**YOUR OBJECTIVE:**
Using the records provided below, locate and copy each line that contains the word "nest".

-------- DATASET EXCERPTS

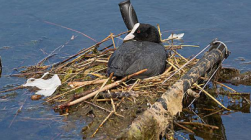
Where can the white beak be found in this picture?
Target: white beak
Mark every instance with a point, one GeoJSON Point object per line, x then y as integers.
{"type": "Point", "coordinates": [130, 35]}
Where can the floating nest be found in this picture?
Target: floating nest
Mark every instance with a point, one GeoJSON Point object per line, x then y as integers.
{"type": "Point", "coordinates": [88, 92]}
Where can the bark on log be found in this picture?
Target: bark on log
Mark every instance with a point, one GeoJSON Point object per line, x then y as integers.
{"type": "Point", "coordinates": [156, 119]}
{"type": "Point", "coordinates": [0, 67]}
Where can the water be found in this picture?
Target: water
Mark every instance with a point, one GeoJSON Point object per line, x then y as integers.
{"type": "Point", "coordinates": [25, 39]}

----------------
-------- DATASET EXCERPTS

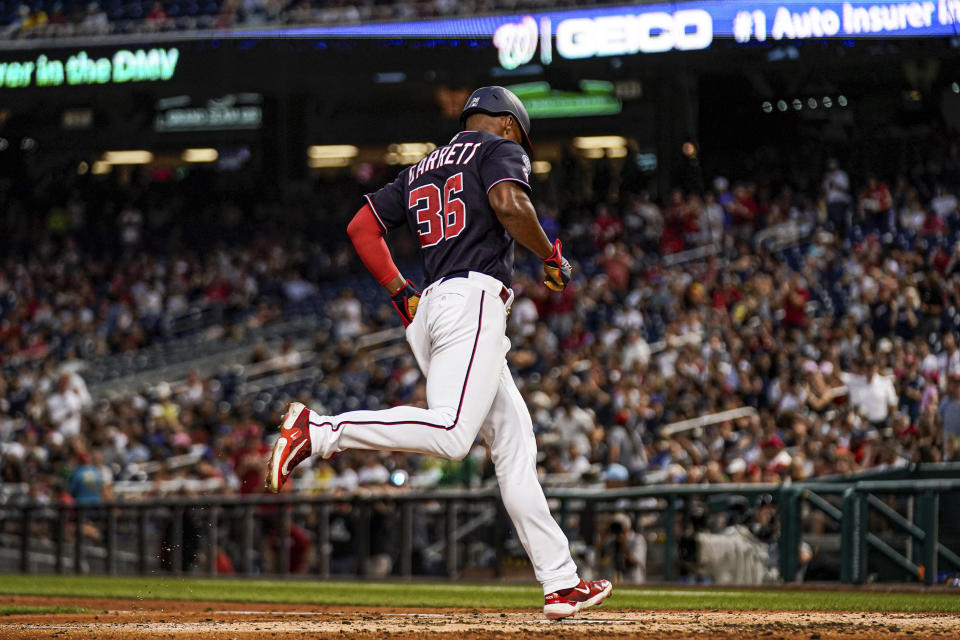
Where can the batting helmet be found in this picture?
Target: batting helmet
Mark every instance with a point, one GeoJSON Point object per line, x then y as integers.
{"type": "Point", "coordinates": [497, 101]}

----------------
-------- DATASET EXCERPTS

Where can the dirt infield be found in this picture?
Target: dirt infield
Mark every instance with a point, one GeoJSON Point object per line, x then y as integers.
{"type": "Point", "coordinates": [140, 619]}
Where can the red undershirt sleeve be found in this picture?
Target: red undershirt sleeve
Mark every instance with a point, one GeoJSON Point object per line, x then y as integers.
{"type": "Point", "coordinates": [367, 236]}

----------------

**RESULT:**
Where can the floating nest be found in this picture?
Target: floating nest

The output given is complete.